[INFORMATION Boundary: Start]
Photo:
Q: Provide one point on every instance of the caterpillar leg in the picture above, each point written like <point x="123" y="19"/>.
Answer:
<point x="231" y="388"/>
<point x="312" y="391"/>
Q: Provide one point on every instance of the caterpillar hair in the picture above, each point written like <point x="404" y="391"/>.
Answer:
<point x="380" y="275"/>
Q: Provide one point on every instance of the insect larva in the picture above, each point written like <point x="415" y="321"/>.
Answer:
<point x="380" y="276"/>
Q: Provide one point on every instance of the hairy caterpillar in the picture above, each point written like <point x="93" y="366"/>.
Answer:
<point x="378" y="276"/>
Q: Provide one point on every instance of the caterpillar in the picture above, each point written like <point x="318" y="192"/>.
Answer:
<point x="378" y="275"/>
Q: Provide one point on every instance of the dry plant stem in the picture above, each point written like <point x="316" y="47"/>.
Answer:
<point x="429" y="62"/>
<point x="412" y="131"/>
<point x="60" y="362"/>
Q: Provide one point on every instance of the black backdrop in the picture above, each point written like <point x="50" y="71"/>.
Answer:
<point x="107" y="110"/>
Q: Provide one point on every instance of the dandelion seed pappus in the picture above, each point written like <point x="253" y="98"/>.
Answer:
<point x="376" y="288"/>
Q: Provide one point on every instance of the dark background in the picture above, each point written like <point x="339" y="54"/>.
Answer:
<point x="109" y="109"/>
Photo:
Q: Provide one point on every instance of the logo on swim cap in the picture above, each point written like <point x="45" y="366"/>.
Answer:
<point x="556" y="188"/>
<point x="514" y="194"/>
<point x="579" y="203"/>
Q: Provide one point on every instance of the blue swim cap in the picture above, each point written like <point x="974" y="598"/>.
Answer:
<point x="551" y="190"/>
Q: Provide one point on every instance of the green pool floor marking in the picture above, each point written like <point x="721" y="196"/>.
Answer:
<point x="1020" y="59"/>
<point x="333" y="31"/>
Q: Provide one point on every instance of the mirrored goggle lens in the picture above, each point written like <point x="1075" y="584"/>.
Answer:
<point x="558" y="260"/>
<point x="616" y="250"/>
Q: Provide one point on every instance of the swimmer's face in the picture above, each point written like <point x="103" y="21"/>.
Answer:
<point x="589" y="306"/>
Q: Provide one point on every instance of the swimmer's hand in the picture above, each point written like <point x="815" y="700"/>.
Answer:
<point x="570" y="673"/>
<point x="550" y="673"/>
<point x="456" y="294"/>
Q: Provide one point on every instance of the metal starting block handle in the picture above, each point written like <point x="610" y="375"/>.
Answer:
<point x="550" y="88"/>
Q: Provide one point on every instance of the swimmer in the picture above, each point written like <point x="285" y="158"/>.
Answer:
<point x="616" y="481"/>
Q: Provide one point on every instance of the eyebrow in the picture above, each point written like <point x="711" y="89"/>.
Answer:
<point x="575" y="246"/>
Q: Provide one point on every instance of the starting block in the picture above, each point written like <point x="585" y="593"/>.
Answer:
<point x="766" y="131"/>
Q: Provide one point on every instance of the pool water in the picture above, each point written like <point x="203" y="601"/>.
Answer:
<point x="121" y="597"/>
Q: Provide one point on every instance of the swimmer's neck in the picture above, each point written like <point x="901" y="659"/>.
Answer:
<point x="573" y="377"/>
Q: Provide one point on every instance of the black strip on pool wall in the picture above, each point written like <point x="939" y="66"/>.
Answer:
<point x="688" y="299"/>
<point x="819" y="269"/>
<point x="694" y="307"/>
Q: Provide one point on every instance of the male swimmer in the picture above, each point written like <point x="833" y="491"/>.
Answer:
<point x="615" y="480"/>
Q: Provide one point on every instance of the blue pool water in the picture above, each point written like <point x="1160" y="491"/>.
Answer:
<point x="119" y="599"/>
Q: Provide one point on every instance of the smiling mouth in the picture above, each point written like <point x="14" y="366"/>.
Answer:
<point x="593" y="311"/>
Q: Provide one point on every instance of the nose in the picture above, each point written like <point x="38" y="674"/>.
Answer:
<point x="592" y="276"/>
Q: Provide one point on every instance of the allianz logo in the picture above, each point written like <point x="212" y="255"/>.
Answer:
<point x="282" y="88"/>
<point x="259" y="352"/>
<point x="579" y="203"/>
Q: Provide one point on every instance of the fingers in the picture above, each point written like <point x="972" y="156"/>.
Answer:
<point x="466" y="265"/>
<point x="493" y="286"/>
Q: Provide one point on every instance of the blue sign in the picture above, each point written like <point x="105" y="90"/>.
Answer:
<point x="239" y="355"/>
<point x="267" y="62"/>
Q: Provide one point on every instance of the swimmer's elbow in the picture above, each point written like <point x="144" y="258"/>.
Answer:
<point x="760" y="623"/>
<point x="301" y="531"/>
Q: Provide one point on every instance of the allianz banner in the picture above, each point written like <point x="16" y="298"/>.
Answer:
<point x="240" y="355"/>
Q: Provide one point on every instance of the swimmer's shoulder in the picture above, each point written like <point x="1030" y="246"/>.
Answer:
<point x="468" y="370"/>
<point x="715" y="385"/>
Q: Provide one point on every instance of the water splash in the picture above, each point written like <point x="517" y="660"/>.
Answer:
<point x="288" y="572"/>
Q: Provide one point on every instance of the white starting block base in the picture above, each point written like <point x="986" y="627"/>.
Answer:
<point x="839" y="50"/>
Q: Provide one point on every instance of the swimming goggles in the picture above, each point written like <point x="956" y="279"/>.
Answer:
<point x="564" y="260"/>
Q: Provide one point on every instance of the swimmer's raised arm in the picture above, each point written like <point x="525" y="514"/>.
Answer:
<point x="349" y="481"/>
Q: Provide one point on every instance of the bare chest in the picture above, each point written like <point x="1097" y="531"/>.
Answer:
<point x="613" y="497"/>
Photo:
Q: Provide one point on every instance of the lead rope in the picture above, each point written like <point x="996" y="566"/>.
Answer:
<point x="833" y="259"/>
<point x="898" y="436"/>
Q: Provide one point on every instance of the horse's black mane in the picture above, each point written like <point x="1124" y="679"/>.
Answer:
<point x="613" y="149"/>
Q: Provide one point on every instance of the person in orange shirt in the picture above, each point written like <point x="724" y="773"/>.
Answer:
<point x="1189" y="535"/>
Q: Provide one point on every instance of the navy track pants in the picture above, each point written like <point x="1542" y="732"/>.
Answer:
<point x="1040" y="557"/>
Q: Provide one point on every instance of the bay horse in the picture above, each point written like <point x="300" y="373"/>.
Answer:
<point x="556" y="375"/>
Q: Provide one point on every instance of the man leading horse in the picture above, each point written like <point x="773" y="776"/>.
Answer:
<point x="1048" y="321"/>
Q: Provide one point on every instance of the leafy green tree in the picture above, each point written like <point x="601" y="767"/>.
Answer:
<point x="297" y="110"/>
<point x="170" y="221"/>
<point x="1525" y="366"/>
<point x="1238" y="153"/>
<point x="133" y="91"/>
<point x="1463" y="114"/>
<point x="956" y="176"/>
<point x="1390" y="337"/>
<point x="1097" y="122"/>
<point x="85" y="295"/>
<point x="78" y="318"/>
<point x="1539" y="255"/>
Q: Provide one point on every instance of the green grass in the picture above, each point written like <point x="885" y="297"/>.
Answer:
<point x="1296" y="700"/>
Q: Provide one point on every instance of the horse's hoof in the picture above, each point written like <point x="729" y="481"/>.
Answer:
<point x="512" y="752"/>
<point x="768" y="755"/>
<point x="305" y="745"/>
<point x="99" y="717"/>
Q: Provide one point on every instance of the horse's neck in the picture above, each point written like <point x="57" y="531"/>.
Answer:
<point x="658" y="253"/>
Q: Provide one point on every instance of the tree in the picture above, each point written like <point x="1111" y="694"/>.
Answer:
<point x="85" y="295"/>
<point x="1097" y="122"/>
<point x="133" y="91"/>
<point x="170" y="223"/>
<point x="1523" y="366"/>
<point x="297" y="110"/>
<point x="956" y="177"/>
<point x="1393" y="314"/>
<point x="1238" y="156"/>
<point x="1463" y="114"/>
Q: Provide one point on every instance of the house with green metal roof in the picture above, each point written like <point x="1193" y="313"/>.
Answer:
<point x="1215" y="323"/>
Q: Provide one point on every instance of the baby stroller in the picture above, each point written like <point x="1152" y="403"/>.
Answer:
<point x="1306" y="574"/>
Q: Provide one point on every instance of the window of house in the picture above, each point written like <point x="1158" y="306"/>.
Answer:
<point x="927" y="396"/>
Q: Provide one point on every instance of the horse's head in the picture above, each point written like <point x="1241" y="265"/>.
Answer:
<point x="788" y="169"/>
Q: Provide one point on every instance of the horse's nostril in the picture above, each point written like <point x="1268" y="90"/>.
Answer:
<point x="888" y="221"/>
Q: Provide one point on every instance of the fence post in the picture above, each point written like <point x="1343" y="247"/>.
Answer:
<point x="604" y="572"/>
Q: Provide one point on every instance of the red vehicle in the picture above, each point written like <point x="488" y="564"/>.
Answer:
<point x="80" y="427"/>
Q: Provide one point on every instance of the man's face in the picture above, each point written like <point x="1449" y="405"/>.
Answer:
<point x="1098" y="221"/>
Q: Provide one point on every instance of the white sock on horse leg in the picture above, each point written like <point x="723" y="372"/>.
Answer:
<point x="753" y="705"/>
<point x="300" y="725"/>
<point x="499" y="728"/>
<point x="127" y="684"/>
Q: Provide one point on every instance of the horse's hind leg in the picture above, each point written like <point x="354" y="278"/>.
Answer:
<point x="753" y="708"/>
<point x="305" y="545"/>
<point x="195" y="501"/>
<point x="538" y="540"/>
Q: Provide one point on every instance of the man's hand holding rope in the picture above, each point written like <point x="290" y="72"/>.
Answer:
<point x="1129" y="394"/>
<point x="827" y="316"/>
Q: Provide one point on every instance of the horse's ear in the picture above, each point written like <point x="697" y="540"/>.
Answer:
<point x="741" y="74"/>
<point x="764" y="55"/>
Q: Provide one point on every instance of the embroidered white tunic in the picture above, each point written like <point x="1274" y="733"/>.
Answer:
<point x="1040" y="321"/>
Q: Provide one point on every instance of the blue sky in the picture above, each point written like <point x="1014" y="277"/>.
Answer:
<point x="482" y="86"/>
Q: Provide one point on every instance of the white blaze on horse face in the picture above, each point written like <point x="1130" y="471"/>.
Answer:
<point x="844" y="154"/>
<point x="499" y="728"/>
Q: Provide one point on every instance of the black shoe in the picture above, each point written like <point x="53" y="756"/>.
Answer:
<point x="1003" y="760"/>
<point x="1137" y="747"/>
[INFORMATION Boundary: End]
### WHAT IS EXPECTED
Look for "Q: Provide one point on every instance of the black shoe" in the records. Write out its line and every later line through the end exactly, with nothing more.

### TASK RESPONSE
Q: Provide one point on every instance of the black shoe in the picture above, each point written like <point x="53" y="756"/>.
Answer:
<point x="1003" y="760"/>
<point x="1137" y="747"/>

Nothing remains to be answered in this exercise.